_Passage_
------------------------------------------------

[RFC/PATCH 0/1] ARM: Handle user space mapped pages in flush_kernel_dcache_page
Simon Baatz
gmbnomis at gmail.com
Sun Jun 17 15:13:05 EDT 2012
Ping. Although the problem affects only VIVT (and probably VIPT
aliasing) architectures and only direct I/O on a small fraction of
device drivers (those using flush_kernel_dcache_page()), it results
in serious data corruption in these cases. LVM2 is affected by this
and does not work. I think we should fix that one way or the other.
- Simon
On Mon, May 28, 2012 at 01:11:57AM +0200, Simon Baatz wrote:
> Patch f8b63c1 "ARM: 6382/1" changed flush_kernel_dcache_page() to a
> no-op. flush_kernel_dcache_page was deemed superfluous as newly
> allocated page cache pages are now dirty by default (patch 6379/1).
>
> This relies on the assumption that a block device driver only reads
> into new pages (otherwise the request is served from the cache).

------------------------------------------------

_Data excerpt_

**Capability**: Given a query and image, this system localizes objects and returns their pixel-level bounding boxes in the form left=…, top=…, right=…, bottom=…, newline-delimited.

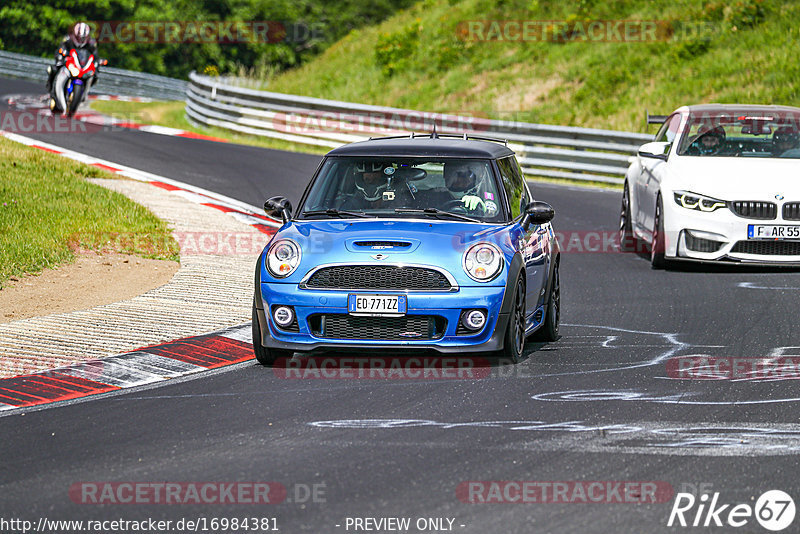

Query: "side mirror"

------------------------------------------------

_Given instruction_
Please extend the email about the ARM flush_kernel_dcache_page patch, picking up after its final sentence. The lines have no part in this work.

_Answer for the task_
>
> However, this assumption is not true for direct IO or SG_IO (see
> e.g. [1] and [2]). This is why vgchange fails with mv_cesa as reported
> by me in [3]. (Btw., flush_kernel_dcache_page is also called from
> "copy_strings" in fs/exec.c when copying env/arg strings between
> processes. Thus, its use is not restricted to device drivers.)
>
> At the end of this mail is a small program that uses O_DIRECT to
> specifically create two test cases:
> - device driver gets an anonymous page to read into
> - device driver gets a page with user mapping(s) to read into
>
> The source can also be obtained from [4]. With mv_cesa, both cases
> return garbled data (the scatterlist memory iterator uses
> flush_kernel_dcache_page).
>
> As explained above, the problem is not specific to mv_cesa. As many
> drivers seem to use flush_dcache_page where they probably could use
> flush_kernel_dcache_page, the problem did not surface up to now. For
> example, one of these uses is in the scatterwalk implementation of
> linux crypto. When changing flush_dcache_page to
> flush_kernel_dcache_page in crypto/scatterwalk.c, I see the same
> coherency problems:
>
> root at ww1:~# rmmod mv_cesa
> root at ww1:~# cryptsetup luksOpen /dev/sda2 c_sda2
> Enter passphrase for /dev/sda2:
> root at ww1:~# ./mapping_tests
> Anonymous page: differs!
> User space mapped page: differs!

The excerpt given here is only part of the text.